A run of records
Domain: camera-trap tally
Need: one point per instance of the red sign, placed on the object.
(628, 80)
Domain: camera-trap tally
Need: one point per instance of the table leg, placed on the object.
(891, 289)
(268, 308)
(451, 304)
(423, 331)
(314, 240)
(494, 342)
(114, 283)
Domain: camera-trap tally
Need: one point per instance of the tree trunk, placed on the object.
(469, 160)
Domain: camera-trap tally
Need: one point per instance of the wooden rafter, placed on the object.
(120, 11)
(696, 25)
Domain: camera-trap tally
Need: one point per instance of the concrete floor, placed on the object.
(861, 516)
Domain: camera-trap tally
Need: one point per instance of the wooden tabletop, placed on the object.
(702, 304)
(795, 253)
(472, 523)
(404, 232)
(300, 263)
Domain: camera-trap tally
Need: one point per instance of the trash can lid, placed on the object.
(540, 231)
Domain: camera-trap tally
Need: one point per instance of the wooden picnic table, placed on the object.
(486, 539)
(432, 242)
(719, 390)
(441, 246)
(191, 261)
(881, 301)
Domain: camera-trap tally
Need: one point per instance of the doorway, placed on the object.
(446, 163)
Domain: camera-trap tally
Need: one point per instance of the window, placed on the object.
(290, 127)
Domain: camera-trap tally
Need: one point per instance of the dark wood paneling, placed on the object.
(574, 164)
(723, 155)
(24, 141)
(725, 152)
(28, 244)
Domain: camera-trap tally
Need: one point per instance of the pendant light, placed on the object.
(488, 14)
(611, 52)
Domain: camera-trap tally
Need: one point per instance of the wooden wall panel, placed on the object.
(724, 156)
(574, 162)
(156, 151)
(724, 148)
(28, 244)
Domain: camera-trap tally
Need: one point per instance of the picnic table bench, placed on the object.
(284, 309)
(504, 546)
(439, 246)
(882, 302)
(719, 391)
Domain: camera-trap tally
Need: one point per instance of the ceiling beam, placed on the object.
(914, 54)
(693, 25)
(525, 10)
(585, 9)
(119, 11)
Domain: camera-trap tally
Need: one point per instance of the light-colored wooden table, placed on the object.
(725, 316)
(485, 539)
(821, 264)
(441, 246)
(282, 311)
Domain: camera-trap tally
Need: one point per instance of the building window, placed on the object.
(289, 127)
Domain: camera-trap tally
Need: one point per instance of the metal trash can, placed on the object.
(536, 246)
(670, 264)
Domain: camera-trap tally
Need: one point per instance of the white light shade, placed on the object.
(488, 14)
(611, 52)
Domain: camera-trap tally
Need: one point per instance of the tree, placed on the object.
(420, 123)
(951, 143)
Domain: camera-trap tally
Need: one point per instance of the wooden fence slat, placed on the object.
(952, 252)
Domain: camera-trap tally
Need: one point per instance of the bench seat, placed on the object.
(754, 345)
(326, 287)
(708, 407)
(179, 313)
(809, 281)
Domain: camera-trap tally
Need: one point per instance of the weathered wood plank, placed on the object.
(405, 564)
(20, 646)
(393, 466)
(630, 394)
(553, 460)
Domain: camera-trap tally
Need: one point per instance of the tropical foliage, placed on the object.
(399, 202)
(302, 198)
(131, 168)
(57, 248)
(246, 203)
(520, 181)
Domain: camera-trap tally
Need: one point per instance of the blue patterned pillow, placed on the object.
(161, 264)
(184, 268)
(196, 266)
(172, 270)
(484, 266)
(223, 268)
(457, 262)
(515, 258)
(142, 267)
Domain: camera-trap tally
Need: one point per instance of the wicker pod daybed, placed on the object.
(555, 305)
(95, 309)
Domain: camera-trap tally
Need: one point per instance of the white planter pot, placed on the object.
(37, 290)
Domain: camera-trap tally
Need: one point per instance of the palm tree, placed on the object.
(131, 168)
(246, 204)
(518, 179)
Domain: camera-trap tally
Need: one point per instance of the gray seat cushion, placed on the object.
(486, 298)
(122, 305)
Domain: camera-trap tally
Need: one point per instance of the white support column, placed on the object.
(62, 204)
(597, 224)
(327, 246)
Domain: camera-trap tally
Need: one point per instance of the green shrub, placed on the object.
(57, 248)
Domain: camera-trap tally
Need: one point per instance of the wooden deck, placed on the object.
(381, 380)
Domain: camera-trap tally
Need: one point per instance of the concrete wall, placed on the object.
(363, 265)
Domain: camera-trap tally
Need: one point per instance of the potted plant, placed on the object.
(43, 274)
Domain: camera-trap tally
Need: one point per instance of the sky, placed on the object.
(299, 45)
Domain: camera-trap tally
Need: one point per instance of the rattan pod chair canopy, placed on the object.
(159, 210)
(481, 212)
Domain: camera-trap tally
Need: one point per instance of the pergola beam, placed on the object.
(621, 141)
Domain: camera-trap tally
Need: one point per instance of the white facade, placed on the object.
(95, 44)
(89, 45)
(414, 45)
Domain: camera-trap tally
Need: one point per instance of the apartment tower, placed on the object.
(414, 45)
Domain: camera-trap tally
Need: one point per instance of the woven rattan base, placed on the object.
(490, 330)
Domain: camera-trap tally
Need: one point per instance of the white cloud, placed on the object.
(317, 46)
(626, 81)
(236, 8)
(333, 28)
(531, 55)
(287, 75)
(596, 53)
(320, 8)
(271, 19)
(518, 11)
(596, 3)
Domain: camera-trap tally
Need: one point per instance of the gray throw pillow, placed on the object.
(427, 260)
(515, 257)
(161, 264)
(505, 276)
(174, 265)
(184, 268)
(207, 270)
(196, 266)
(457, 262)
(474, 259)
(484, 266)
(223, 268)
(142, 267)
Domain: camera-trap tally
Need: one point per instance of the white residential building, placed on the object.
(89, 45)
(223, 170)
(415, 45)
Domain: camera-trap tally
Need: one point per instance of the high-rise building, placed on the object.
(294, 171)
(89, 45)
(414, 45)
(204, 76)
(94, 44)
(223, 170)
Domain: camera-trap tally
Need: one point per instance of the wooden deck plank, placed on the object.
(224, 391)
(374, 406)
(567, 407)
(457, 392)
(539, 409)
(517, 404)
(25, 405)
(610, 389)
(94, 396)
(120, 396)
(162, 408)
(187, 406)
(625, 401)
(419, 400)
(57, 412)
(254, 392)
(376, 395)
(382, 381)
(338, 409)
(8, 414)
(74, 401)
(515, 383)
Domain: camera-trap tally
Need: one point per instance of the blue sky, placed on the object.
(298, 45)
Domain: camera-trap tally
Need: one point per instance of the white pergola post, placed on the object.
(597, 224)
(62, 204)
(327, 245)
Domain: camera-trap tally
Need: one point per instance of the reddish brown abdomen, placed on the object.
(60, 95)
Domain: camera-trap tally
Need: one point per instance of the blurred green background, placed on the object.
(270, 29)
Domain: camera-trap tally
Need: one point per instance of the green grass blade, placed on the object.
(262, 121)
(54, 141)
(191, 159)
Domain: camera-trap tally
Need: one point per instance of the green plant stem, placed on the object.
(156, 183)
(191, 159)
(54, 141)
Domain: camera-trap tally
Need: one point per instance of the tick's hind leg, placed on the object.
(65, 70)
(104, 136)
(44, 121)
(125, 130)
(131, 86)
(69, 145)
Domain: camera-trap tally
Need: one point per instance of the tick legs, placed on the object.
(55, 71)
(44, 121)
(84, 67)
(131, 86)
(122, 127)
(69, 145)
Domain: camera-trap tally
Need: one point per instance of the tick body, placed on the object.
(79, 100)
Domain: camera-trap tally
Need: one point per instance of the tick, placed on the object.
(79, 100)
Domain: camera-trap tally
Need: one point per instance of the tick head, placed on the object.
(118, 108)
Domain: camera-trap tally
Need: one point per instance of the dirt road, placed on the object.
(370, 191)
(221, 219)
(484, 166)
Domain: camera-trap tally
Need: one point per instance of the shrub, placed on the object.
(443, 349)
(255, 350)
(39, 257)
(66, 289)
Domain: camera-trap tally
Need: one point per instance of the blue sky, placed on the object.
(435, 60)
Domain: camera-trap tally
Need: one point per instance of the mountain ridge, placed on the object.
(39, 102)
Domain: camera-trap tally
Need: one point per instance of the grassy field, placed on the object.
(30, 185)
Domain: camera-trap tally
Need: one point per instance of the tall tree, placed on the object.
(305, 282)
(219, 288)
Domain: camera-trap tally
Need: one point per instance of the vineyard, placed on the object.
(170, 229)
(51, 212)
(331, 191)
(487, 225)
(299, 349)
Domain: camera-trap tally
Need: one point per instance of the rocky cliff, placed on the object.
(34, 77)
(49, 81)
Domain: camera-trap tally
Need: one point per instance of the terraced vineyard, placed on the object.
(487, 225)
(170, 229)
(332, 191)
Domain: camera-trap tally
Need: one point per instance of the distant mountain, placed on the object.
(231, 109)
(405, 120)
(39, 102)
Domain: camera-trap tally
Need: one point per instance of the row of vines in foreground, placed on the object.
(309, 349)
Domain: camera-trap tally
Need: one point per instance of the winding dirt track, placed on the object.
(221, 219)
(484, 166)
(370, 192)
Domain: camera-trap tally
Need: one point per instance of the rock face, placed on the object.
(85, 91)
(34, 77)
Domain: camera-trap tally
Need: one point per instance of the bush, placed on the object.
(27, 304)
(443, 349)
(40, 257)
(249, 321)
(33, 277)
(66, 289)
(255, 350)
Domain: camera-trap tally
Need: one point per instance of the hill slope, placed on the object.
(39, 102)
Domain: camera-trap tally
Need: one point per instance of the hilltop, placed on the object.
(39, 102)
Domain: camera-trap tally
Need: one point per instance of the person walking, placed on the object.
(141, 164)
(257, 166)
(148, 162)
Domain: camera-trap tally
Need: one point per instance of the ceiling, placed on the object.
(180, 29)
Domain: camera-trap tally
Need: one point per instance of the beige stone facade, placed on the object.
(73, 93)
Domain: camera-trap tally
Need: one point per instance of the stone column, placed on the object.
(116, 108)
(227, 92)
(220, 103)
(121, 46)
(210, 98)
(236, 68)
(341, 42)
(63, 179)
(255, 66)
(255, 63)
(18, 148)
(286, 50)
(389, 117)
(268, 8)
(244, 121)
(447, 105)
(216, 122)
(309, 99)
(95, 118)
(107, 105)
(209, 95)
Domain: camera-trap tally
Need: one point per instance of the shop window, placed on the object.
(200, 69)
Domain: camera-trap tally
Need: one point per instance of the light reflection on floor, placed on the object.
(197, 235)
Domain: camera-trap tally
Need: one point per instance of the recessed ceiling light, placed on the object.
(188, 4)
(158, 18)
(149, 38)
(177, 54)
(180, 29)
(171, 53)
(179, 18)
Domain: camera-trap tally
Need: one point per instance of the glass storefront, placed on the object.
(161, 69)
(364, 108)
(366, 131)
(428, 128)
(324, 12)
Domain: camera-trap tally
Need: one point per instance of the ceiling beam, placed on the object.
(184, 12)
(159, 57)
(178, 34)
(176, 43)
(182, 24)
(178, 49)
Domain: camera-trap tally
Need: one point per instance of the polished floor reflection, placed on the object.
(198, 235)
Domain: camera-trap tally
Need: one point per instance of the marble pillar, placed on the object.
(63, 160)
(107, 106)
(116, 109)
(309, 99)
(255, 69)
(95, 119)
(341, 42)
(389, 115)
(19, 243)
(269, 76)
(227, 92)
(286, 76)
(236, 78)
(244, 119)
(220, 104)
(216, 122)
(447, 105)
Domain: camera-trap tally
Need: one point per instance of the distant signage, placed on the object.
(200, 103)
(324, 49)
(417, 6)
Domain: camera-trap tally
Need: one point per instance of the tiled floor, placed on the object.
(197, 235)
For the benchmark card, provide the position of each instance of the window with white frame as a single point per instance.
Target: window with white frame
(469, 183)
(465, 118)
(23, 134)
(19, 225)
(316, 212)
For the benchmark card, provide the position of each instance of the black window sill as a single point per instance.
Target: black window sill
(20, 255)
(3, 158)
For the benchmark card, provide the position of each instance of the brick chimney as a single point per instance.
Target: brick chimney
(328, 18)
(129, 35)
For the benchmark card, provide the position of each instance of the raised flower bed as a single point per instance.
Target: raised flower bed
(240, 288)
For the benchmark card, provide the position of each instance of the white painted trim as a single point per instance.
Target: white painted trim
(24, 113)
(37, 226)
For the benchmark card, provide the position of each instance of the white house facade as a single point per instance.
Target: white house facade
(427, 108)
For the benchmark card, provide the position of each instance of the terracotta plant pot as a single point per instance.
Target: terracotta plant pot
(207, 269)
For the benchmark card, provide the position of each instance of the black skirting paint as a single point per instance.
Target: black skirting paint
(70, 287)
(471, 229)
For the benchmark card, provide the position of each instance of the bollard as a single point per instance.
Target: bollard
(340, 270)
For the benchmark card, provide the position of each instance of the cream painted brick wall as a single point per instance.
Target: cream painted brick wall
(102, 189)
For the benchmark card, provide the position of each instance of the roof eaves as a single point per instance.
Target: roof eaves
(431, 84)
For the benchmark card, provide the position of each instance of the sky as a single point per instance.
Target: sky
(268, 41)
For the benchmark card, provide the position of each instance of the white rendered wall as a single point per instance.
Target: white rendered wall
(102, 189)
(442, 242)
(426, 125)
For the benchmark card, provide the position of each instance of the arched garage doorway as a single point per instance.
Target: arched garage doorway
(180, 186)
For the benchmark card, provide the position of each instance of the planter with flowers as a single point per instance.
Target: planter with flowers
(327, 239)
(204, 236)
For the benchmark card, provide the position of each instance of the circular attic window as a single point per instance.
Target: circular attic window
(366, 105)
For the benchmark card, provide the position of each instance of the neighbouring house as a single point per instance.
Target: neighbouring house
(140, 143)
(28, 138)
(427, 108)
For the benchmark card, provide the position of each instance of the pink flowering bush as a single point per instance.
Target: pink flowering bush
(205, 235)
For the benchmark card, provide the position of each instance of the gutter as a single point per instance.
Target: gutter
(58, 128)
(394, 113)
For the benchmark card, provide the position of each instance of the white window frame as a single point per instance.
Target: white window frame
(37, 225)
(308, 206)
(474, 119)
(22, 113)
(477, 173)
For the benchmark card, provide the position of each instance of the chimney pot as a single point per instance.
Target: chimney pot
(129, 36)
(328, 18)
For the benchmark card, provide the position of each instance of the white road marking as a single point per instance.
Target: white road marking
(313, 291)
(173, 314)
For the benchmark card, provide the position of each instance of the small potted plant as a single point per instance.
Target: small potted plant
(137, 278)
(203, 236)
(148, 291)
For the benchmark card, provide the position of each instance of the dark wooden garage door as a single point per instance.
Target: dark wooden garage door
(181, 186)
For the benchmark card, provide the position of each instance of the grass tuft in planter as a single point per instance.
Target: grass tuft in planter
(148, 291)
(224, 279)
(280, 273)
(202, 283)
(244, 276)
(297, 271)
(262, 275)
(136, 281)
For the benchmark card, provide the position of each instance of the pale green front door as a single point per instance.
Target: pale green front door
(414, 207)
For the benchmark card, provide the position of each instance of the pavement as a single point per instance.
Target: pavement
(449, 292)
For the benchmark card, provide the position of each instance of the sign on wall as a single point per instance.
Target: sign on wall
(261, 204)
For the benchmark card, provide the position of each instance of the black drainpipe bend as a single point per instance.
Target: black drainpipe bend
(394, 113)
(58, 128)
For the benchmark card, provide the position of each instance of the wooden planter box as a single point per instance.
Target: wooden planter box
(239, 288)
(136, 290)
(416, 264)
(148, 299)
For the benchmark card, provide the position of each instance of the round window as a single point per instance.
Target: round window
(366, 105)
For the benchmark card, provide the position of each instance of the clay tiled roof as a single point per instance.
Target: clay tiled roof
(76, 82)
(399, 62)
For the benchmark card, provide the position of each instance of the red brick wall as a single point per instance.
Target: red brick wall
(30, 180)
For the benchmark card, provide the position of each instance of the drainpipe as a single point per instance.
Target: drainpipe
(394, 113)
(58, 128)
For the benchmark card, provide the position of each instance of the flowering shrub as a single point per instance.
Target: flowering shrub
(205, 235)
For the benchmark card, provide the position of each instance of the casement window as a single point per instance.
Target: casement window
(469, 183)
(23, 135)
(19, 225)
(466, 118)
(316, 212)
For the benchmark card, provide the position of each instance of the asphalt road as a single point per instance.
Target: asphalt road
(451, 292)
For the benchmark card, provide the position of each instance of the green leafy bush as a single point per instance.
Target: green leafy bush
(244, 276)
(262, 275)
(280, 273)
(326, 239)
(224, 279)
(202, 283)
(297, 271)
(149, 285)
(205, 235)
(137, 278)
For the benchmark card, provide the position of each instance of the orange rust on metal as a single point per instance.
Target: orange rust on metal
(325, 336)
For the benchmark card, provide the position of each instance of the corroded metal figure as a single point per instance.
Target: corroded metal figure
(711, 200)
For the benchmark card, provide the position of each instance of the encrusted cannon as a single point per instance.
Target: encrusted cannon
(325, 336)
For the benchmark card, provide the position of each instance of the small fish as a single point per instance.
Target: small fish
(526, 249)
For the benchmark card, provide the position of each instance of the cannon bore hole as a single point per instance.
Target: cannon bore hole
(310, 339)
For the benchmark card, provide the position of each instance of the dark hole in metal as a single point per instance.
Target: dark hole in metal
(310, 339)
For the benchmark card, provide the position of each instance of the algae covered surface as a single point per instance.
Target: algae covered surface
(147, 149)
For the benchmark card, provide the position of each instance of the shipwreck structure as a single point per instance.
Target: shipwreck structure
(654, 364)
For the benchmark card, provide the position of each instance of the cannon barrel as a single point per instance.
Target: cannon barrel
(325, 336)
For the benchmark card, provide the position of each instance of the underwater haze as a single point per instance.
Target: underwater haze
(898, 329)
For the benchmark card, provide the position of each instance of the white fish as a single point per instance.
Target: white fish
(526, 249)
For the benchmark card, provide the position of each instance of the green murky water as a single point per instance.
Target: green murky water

Task details
Repeat precisely the lines of the data starting at the one containing "leafy bush as a single point per instance.", last line included.

Exercise solution
For the benchmark card, provide the position of each instance of the green leafy bush as a single point per instance.
Target: green leafy bush
(244, 276)
(262, 275)
(280, 273)
(326, 239)
(224, 279)
(202, 283)
(297, 271)
(149, 285)
(205, 235)
(137, 278)
For the benchmark card, provide the position of each instance of the orange rust on metal as a single point per instance.
Target: orange rust on metal
(325, 336)
For the benchmark card, provide the position of each instance of the corroded metal figure as a single point per instance.
Target: corroded metal figure
(711, 200)
For the benchmark card, provide the position of each instance of the encrusted cannon as a single point per instance.
Target: encrusted cannon
(325, 336)
For the benchmark card, provide the position of each instance of the small fish as a single point per instance.
Target: small fish
(526, 249)
For the benchmark card, provide the position of each instance of the cannon bore hole as a single point per instance.
Target: cannon bore hole
(310, 339)
For the benchmark card, provide the position of each instance of the dark hole in metal as a single point per instance.
Target: dark hole in metal
(310, 339)
For the benchmark card, provide the position of each instance of the algae covered surface as a single point per instance.
Target: algae covered surface
(147, 149)
For the benchmark card, provide the position of each instance of the shipwreck structure as a single point per instance.
Target: shipwreck structure
(654, 364)
For the benchmark card, provide the position of each instance of the cannon barrel as a single point per instance.
Target: cannon barrel
(325, 336)
For the benchmark card, provide the position of each instance of the underwater haze as a single point per instance.
Target: underwater haze
(898, 329)
For the benchmark card, provide the position of each instance of the white fish as a single point per instance.
Target: white fish
(526, 249)
For the benchmark card, provide the position of each instance of the green murky water as a single point per instance.
Target: green murky water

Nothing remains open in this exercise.